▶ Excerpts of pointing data
start
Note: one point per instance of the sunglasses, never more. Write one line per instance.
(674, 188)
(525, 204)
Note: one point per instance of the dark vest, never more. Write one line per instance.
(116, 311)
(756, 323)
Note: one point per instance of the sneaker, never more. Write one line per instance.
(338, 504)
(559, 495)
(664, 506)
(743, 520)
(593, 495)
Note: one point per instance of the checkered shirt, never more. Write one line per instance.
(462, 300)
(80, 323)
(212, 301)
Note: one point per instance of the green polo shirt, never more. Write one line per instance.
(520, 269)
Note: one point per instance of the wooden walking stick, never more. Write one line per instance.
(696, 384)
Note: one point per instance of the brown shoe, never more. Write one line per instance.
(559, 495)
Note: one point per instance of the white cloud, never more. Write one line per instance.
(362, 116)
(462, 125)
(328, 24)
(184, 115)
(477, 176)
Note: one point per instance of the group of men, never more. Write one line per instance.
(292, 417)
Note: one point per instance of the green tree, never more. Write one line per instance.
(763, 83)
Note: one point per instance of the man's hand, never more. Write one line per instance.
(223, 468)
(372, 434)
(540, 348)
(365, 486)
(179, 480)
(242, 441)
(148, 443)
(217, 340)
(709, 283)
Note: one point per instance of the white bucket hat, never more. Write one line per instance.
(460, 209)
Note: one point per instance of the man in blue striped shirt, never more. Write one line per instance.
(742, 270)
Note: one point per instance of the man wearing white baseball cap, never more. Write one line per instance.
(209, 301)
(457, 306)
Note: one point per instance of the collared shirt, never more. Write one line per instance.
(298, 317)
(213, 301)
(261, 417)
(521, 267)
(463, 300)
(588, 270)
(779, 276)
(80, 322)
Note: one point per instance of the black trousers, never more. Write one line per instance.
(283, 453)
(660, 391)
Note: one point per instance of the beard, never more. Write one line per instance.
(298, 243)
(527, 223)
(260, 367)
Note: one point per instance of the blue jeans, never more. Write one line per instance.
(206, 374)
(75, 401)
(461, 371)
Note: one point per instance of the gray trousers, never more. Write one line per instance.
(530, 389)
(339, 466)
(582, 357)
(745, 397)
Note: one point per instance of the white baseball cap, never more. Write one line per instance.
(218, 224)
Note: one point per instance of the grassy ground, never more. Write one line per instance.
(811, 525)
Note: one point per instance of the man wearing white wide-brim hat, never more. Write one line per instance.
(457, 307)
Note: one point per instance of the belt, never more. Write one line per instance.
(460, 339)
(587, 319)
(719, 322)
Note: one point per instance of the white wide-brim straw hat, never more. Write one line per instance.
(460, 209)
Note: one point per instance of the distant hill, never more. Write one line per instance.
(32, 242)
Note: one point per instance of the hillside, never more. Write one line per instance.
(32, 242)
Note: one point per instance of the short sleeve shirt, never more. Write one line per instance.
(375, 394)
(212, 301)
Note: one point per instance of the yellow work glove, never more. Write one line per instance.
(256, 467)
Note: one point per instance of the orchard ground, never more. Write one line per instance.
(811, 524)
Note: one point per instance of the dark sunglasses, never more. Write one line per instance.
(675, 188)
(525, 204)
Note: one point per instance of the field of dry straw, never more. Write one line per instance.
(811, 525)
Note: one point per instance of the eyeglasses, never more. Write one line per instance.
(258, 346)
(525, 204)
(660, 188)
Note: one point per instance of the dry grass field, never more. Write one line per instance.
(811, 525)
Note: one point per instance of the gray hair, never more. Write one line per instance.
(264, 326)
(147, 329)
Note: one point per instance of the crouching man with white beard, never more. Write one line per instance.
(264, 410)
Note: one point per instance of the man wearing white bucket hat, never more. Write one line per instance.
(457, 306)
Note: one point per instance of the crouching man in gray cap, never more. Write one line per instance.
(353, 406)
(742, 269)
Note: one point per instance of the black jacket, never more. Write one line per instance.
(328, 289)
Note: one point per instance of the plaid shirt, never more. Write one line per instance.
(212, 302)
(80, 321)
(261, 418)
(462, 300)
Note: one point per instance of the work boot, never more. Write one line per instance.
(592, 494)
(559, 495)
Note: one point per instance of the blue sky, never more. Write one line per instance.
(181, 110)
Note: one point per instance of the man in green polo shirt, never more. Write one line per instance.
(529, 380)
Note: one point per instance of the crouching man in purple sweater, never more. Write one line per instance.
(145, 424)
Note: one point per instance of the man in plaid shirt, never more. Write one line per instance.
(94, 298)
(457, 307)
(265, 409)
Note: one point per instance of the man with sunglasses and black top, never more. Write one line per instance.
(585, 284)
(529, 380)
end
▶ TASK DESCRIPTION
Copy out every one of the lines above, substituting "no more than that" for each occurrence of "never more" and leaving the rest unchanged.

▶ TASK RESPONSE
Note: one point per instance of the sunglasses, no more than that. Write one line per instance.
(674, 188)
(525, 204)
Note: one point per instance of the dark vest, no more than that. Write one line per instance.
(116, 311)
(756, 323)
Note: one point per instance of the sneaker, no more than that. Write one line per instance.
(338, 504)
(559, 495)
(664, 506)
(743, 520)
(593, 495)
Note: one point per instance of the checkered shirt, no more than that. Write one line per instance.
(462, 300)
(80, 323)
(212, 301)
Note: one point per instance of the green polo shirt, no more than that. Write one line per instance.
(520, 269)
Note: one point per instance of the wooden walking stick, no more than that. Write one line per instance.
(696, 384)
Note: one point per instance of the brown shoe, no more than that. Write one line per instance.
(559, 495)
Note: one point per instance of the white cloud, no more than that. Write one line per instance.
(362, 116)
(462, 125)
(328, 24)
(184, 115)
(477, 176)
Note: one point per instance of the group of men, no more than that. Write one line per instance.
(292, 417)
Note: one point per instance of the green tree, no more than that. Write one line per instance.
(763, 83)
Note: one point per instance of the man's hand, no more than that. Write one line per instance.
(223, 468)
(372, 434)
(540, 348)
(365, 486)
(179, 480)
(242, 441)
(148, 443)
(217, 340)
(709, 283)
Note: one point per instance of the white bucket hat, no more than that. Write one line per instance.
(460, 209)
Note: one point per instance of the man in blue striped shirt, no more than that. Write one line per instance.
(742, 270)
Note: one point per instance of the man wearing white baseball cap, no more than that. Write one line per instance.
(209, 301)
(457, 306)
Note: one point per instance of the collared shirt, no more than that. Write one line per instance.
(298, 317)
(213, 301)
(261, 417)
(521, 267)
(463, 300)
(588, 270)
(779, 276)
(80, 322)
Note: one point per instance of the black trousers, no more than that. Write one line per instance.
(283, 453)
(660, 391)
Note: one point per instance of the beard, no more than that. Write one line per instance.
(298, 243)
(527, 223)
(260, 367)
Note: one point per instance of the blue jeans, no more than that. Write one line per instance.
(206, 374)
(75, 401)
(461, 371)
Note: one point per instance of the gray trousers, no more than that. Write one line per instance.
(530, 389)
(339, 466)
(582, 357)
(745, 397)
Note: one point per instance of the white baseball cap, no more than that. Write one line per instance.
(218, 224)
Note: one point per instance of the grassy ground, no more than that. Write one line per instance.
(811, 525)
Note: one point per instance of the man wearing white wide-brim hat, no more than that. Write one line per instance.
(457, 307)
Note: one point per instance of the belt, no more than that. Write one line per instance.
(460, 339)
(587, 319)
(719, 322)
Note: one point per instance of the white wide-brim straw hat, no more than that. Write one line per instance.
(460, 209)
Note: one point per instance of the distant hill, no more than that. Write one line per instance.
(32, 242)
Note: one point per instance of the hillside, no more than that. Write one line per instance.
(32, 242)
Note: one point per instance of the short sleeve shirt, no more than that. Write one line per instance.
(375, 394)
(212, 301)
Note: one point per instance of the yellow work glove, no more than that. Write one line per instance.
(256, 467)
Note: one point per instance of the orchard ground, no more than that. Write one line per instance.
(811, 524)
Note: one point per instance of the dark sunglasses, no more than that. Write one line per instance.
(675, 188)
(525, 204)
Note: one point per instance of the field of dry straw, no more than that. Write one line per instance.
(811, 525)
Note: one point per instance of the eyeglasses, no more than that. Write one line per instance.
(258, 346)
(525, 204)
(660, 188)
Note: one point per instance of the dry grass field, no more than that. Write one line per instance.
(811, 525)
Note: one point per instance of the gray hair, no more than that. Write one line per instance.
(264, 326)
(147, 329)
Note: one point per instance of the crouching man with white beard, no more than that. Write one line per instance.
(264, 410)
Note: one point per instance of the man wearing white bucket hat, no more than that. Write one line per instance.
(457, 306)
Note: one point per instance of the crouching man in gray cap, no more than that. Write one line per instance.
(353, 406)
(742, 269)
Note: one point per instance of the black jacket, no more than that. Write one line per instance.
(328, 289)
Note: one point per instance of the plaid shirt, no more than that. Write one line per instance.
(212, 302)
(80, 321)
(261, 418)
(462, 300)
Note: one point per instance of the work boot, no more than that. Write one line per instance.
(592, 494)
(559, 495)
Note: one point per instance of the blue sky, no more than that. Write one line per instance.
(181, 110)
Note: one point per instance of the man in green polo shirt, no more than that. Write one line per instance.
(529, 380)
Note: one point per instance of the crouching man in purple sweater, no more than that. Write one line per instance.
(145, 424)
Note: one point per instance of the man in plaid shirt, no more than that. Write one line per instance.
(94, 298)
(457, 307)
(265, 409)
Note: one point per instance of the man with sunglasses and black top, no more than that. Write one line per instance.
(585, 284)
(529, 380)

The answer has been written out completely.